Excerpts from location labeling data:
══════════════════════════════
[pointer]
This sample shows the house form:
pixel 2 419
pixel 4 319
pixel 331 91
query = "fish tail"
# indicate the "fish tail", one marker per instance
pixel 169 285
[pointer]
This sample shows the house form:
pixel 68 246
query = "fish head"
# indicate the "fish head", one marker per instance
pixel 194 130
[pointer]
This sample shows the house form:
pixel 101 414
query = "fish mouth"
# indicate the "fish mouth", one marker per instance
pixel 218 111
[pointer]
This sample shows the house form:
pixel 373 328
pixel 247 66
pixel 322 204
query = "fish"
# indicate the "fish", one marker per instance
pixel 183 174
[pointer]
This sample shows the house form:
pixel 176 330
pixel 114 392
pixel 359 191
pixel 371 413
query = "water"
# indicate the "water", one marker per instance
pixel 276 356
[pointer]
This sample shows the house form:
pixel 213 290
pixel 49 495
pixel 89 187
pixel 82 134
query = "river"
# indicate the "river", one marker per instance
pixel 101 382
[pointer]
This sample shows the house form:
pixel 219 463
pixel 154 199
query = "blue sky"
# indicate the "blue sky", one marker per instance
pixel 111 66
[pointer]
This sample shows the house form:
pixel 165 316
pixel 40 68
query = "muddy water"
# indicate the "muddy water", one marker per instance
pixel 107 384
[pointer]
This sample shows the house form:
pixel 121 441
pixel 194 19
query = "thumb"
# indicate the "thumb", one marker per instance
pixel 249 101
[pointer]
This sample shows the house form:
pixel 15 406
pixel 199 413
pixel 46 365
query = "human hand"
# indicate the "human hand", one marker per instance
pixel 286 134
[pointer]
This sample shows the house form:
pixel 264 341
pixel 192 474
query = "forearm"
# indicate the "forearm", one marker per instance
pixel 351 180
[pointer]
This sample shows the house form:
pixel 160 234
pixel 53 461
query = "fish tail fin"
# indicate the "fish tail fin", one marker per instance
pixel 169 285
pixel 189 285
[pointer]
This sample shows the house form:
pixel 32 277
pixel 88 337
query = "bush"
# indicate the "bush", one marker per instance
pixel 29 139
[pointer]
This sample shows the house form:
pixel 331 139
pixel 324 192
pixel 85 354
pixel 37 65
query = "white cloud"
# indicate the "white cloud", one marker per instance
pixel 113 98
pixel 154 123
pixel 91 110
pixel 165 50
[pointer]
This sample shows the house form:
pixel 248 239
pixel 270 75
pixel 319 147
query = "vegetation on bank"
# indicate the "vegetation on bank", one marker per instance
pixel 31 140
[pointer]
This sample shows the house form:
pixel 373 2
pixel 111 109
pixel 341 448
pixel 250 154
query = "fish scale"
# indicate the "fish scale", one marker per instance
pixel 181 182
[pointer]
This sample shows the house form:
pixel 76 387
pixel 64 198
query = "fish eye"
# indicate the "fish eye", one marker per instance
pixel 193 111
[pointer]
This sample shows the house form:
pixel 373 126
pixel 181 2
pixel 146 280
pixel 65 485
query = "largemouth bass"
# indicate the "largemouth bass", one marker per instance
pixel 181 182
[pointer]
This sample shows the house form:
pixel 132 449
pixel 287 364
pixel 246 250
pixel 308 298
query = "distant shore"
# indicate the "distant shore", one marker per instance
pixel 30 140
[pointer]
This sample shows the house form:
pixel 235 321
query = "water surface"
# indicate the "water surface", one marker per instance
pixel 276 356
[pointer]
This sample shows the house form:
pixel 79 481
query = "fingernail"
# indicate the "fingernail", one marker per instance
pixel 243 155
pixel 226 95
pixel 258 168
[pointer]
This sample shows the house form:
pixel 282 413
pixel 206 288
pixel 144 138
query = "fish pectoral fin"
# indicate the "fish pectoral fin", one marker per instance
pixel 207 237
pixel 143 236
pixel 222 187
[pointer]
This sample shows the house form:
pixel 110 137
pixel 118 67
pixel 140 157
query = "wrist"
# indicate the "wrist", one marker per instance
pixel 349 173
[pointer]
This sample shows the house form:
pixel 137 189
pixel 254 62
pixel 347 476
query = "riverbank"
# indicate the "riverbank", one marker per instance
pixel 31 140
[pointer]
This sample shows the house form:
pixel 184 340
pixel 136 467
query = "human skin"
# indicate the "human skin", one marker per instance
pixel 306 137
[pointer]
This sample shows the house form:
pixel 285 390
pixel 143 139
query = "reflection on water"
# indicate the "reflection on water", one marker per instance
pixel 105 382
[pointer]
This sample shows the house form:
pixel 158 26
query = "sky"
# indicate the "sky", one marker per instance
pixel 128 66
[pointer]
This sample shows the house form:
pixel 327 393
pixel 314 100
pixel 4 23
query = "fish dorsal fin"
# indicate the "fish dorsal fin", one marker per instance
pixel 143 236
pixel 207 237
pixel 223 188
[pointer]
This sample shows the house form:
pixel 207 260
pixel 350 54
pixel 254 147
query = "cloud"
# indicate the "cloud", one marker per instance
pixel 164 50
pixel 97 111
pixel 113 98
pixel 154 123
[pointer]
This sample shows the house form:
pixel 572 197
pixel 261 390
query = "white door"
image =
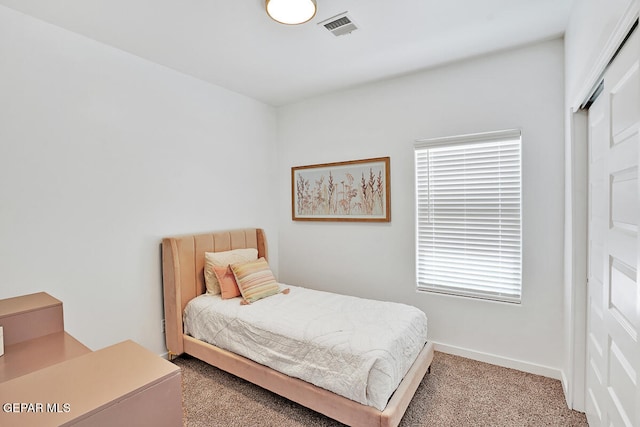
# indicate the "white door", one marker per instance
pixel 613 314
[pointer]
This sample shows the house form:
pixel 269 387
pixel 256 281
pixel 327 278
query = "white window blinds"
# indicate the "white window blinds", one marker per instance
pixel 468 215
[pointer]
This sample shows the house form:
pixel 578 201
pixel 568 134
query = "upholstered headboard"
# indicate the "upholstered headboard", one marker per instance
pixel 183 271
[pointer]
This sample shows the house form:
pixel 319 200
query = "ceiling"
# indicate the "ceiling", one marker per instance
pixel 235 45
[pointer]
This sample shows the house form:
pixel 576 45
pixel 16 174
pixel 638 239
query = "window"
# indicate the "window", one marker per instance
pixel 468 215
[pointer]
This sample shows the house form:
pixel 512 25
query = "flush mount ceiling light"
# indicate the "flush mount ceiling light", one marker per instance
pixel 291 12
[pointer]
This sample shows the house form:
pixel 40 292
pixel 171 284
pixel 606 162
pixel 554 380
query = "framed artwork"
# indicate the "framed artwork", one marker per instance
pixel 356 190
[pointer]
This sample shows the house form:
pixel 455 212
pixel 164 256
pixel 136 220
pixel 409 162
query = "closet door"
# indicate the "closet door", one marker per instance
pixel 613 314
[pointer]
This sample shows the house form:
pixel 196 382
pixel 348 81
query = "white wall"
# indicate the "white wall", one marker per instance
pixel 516 89
pixel 595 30
pixel 101 155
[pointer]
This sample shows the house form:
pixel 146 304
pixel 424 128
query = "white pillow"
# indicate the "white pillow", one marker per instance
pixel 223 259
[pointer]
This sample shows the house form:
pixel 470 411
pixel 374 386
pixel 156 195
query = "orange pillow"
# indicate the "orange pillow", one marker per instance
pixel 228 286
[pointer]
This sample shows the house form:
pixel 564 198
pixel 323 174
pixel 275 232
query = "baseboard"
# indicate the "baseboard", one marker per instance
pixel 506 362
pixel 565 388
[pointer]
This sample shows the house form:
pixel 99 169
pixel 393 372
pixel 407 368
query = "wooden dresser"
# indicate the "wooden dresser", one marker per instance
pixel 48 378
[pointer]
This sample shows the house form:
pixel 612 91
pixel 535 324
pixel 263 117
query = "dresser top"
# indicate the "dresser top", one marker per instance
pixel 26 303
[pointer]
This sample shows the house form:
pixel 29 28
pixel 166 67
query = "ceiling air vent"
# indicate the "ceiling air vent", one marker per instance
pixel 339 25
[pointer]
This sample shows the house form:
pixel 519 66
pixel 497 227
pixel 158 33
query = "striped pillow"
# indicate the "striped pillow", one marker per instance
pixel 255 280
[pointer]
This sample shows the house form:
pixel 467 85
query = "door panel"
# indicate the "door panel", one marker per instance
pixel 613 349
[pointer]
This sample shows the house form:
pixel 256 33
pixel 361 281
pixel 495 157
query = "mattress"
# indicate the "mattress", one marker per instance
pixel 357 348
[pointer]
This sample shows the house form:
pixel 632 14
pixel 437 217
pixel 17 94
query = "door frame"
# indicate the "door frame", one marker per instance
pixel 576 190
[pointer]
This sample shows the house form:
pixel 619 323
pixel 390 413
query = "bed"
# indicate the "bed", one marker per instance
pixel 183 260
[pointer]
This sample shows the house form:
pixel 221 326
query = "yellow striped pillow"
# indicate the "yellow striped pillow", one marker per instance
pixel 255 280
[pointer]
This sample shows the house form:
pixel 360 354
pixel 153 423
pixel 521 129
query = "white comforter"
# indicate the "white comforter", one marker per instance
pixel 358 348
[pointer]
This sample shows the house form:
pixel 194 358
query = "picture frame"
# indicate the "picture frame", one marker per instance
pixel 355 190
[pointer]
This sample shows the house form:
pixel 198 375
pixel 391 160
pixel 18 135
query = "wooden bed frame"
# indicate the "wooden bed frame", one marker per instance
pixel 183 277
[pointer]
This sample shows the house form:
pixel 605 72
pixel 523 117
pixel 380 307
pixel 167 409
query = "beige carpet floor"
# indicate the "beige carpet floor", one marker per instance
pixel 458 392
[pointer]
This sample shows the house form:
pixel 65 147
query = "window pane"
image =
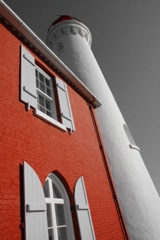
══════════════════════════════
● **Task goal**:
Select every line of the records that contains the word "white", and copy those lines.

● **Task response**:
query = "white cloud"
# indicate the "white cloud", one marker per instance
query = "white door"
# indicate the "white door", one marker per instance
query = "white window blinds"
# indicate the "white window blinds", one marker per instance
query = "white wall"
# indicate the "white wall", one marker per instance
query = "white pillow"
# indicate the "white pillow", one marker per instance
query = "white comforter"
# indicate the "white comforter", one marker per instance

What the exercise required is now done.